◆ **Job**
Repeat, exactly and completely, the entries shown underneath.

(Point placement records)
<<<<

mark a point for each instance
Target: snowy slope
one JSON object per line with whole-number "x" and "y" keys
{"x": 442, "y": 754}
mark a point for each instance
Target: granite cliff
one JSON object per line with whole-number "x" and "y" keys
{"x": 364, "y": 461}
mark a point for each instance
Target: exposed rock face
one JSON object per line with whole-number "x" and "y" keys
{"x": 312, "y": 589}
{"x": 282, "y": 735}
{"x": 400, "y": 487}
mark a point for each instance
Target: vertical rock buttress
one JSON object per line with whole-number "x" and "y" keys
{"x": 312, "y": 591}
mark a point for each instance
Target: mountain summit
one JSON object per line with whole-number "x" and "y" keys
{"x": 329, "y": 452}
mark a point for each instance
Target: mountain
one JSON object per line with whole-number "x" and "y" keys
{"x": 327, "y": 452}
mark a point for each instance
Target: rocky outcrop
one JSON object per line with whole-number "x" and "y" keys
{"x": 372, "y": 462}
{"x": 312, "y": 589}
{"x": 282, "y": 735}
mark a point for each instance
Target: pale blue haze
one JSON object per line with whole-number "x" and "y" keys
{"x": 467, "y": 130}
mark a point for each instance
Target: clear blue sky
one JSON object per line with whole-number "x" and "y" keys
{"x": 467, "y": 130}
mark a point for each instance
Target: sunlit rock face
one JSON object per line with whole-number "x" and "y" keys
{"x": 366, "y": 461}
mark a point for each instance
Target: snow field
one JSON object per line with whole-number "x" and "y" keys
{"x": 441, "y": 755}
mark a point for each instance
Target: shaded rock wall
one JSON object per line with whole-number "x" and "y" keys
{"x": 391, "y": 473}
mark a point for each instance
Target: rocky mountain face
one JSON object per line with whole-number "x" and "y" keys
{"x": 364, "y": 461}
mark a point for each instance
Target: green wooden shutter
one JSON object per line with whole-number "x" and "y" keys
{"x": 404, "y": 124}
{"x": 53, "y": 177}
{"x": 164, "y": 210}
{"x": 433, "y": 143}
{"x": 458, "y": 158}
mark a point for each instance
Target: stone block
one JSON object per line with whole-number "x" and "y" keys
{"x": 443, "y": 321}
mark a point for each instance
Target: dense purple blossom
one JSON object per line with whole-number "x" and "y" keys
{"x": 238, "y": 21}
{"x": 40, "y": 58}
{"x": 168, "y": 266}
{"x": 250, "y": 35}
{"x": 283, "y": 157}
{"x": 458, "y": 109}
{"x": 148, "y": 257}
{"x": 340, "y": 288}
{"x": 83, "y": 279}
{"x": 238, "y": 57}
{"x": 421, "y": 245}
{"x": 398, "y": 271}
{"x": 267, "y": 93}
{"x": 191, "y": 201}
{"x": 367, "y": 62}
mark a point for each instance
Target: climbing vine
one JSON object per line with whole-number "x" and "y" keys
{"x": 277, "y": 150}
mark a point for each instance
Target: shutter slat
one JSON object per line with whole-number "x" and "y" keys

>>>>

◆ **Finished answer**
mark a point for each instance
Target: snowy slope
one JSON object per line with whole-number "x" and "y" keys
{"x": 442, "y": 754}
mark a point for each instance
Target: granite cliff
one JSON object per line with whole-number "x" and "y" keys
{"x": 364, "y": 461}
mark a point for each instance
Target: exposed rock face
one JSON object per line with whole-number "x" and "y" keys
{"x": 312, "y": 589}
{"x": 282, "y": 735}
{"x": 400, "y": 487}
mark a point for each instance
Target: vertical rock buttress
one JSON object per line with whole-number "x" and "y" keys
{"x": 312, "y": 591}
mark a point for each instance
Target: mountain summit
one JSON object per line with whole-number "x" and "y" keys
{"x": 329, "y": 452}
mark a point for each instance
Target: mountain
one JSON object per line with whole-number "x" and "y" keys
{"x": 327, "y": 452}
mark a point for each instance
Target: rocky outcrop
one JSON object per line with whole-number "x" and "y" keys
{"x": 372, "y": 462}
{"x": 312, "y": 589}
{"x": 282, "y": 735}
mark a point for each instance
Target: pale blue haze
one JSON object per line with whole-number "x" and "y" keys
{"x": 467, "y": 130}
mark a point for each instance
Target: clear blue sky
one JSON object per line with whole-number "x" and "y" keys
{"x": 467, "y": 130}
mark a point for each instance
Target: sunlit rock face
one JSON object per line with whole-number "x" and "y" keys
{"x": 366, "y": 461}
mark a point for each instance
Target: snow field
one JSON object per line with whole-number "x" and "y" keys
{"x": 441, "y": 755}
mark a point for each instance
Target: shaded rock wall
one JSON object per line with whole-number "x" and "y" keys
{"x": 391, "y": 473}
mark a point for each instance
Target: rocky mountain face
one JSON object per line with whole-number "x" and "y" keys
{"x": 364, "y": 461}
mark a point for each instance
Target: green wooden shutter
one JSON object per line with whole-number "x" and "y" keys
{"x": 404, "y": 124}
{"x": 53, "y": 177}
{"x": 164, "y": 210}
{"x": 433, "y": 143}
{"x": 458, "y": 158}
mark a point for each instance
Target: stone block
one JSON object per line with whole-number "x" and "y" keys
{"x": 443, "y": 321}
mark a point for each instance
Target: dense purple blossom
one JSON object per line with whole-number "x" and "y" keys
{"x": 238, "y": 21}
{"x": 40, "y": 58}
{"x": 168, "y": 266}
{"x": 250, "y": 35}
{"x": 283, "y": 157}
{"x": 458, "y": 109}
{"x": 148, "y": 257}
{"x": 340, "y": 288}
{"x": 83, "y": 279}
{"x": 238, "y": 57}
{"x": 421, "y": 245}
{"x": 398, "y": 271}
{"x": 267, "y": 93}
{"x": 191, "y": 201}
{"x": 367, "y": 62}
mark a point for each instance
Target: climbing vine
one JSON object per line with whole-number "x" and "y" keys
{"x": 277, "y": 150}
mark a point for each instance
Target: shutter slat
one JSON object per line with whole-number "x" and "y" keys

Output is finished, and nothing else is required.